Data supplied –
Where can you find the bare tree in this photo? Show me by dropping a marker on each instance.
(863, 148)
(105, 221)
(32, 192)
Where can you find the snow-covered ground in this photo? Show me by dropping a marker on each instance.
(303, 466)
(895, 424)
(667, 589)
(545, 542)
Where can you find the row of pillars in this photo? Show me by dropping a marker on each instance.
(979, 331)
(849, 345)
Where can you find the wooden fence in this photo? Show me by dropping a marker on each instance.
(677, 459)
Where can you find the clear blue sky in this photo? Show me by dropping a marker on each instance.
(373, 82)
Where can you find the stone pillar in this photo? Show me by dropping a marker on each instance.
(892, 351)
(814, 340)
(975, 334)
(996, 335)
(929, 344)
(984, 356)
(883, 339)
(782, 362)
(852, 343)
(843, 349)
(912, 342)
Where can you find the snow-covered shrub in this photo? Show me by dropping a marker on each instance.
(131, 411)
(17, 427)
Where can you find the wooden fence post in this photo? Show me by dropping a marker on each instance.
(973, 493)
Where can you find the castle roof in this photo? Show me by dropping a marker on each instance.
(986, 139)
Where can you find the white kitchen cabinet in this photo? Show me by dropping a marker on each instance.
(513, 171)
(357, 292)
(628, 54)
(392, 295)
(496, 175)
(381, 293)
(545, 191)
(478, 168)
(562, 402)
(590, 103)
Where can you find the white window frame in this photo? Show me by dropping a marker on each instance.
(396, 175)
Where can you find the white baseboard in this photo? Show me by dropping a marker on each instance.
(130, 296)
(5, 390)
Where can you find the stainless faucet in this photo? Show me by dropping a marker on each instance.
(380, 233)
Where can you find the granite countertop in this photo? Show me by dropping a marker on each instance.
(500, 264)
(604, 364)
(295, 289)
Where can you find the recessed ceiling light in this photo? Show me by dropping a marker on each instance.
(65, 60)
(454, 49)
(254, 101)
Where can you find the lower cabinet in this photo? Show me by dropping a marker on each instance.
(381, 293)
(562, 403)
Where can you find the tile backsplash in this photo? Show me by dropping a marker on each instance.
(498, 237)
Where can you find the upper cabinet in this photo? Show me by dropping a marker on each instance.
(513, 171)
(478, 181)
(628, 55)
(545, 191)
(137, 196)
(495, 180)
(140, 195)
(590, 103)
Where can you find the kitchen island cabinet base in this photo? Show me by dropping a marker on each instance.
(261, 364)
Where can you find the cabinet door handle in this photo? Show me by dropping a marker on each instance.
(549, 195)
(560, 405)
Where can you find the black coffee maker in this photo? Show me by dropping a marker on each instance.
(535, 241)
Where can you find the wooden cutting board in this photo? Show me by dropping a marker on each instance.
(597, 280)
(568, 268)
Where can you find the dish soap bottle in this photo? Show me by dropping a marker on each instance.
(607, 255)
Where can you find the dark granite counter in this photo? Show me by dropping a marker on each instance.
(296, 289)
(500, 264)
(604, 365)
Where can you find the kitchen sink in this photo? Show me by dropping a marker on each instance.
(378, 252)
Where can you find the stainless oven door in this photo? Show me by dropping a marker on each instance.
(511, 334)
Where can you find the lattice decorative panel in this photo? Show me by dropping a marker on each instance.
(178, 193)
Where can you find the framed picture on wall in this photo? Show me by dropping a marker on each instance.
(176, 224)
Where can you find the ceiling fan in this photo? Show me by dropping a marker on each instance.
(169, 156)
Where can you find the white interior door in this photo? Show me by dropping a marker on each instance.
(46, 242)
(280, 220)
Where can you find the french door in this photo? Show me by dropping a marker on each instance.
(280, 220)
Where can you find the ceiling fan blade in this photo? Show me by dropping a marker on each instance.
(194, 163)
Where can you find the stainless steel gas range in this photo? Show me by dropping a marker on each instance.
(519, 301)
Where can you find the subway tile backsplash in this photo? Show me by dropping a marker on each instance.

Goal of the exercise – Change each occurrence of "dropping a marker" in the listing above to "placing a pin" and reproduce all its lines, keeping every other character the same.

Task solution –
Where can you find the bare tree in this photo? Show me by placing a pin on each instance.
(863, 148)
(105, 221)
(32, 192)
Where can you find the snow-covered ground in this photo? Show me by placing a pin on each instance.
(303, 466)
(895, 424)
(667, 589)
(545, 542)
Where can you find the row of pillars in this photo? Show me by placing a pin on each instance.
(979, 331)
(849, 345)
Where can you find the wooden fence in this photo? Show me by placing a pin on each instance.
(677, 459)
Where can you find the clear blue sky in this photo? Show me by placing a pin on each instance.
(373, 82)
Where can you find the stone pillar in this photo? Show me by placing a pin on each instance.
(892, 351)
(814, 340)
(975, 334)
(996, 335)
(929, 344)
(984, 356)
(883, 339)
(782, 362)
(852, 343)
(843, 349)
(912, 342)
Where can you find the snow-covered shrub in this photo? Show me by placing a pin on each instance.
(131, 411)
(17, 427)
Where can you find the wooden fence post in this photo? Show me by placing a pin on each instance.
(973, 493)
Where can you find the castle roof in this photo? Show me by placing a pin on each instance.
(986, 139)
Where can you find the white kitchen cabinet in this photo? Show me by placing a pin on each instance.
(513, 171)
(357, 292)
(628, 54)
(392, 295)
(496, 175)
(381, 293)
(545, 191)
(478, 168)
(562, 402)
(590, 103)
Where can you find the white window frame in this photo? Show me by placing a pin on each instance.
(396, 175)
Where can you find the white baseboard in this photo? Show me by placing a pin on each instance.
(130, 296)
(5, 390)
Where can you find the stainless faucet in this photo? Show me by placing a pin on each instance.
(380, 233)
Where can you find the granite countertop in this photo? Show me by placing a pin on each instance.
(500, 264)
(604, 364)
(295, 289)
Where can you find the recessed ceiling light in this photo? Show me by placing a pin on each instance.
(65, 60)
(454, 49)
(254, 101)
Where can you find the lower cabinet in this photo? Show me by placing a pin on each instance.
(381, 293)
(562, 403)
Where can you find the tile backsplash in this photo? Show me by placing a pin on each instance.
(498, 237)
Where can you find the upper cabinet in this photo? Show me by placing a pin on each instance.
(513, 171)
(478, 181)
(628, 55)
(545, 191)
(137, 196)
(495, 180)
(140, 195)
(590, 103)
Where can you find the kitchen island cabinet base in this photo? Show me by placing a pin on each instance.
(261, 364)
Where can you find the cabinet door handle in this photo? Show me by placing a pin on each instance.
(549, 195)
(560, 405)
Where can you find the black coffee maker in this photo? Show me by placing a pin on each instance.
(535, 241)
Where can you find the wooden cutting board in this photo? Show me by placing a pin on each instance.
(597, 280)
(568, 268)
Where can you find the dish soap bottle in this photo? Show me by placing a pin on each instance.
(607, 255)
Where can you find the dark granite counter in this photo? Show me by placing a pin on each instance.
(296, 289)
(500, 264)
(604, 365)
Where can you find the kitchen sink in this photo? Show me by placing a pin on each instance.
(378, 252)
Where can you find the stainless oven door in this photo? Show me by placing a pin on each instance.
(511, 334)
Where can you find the lattice decorative panel in this photo? Show me by placing a pin on each instance.
(178, 193)
Where can you find the framed picture on wall in this photo? Show me by placing a pin on each instance.
(176, 224)
Where can you find the ceiling fan in this photo? Show me by placing a pin on each instance.
(169, 156)
Where can you find the white interior door in this photo? Show me by placing a pin on each instance.
(46, 242)
(280, 220)
Where can you find the french door in this photo? Show me by placing a pin on each instance.
(280, 220)
Where can you find the ceiling fan blade in this photo? Show me by placing a pin on each instance.
(194, 163)
Where can you find the stainless steel gas range in this photo? Show me by placing a pin on each instance.
(519, 301)
Where can you find the subway tile backsplash in this photo? Show me by placing a pin on each instance.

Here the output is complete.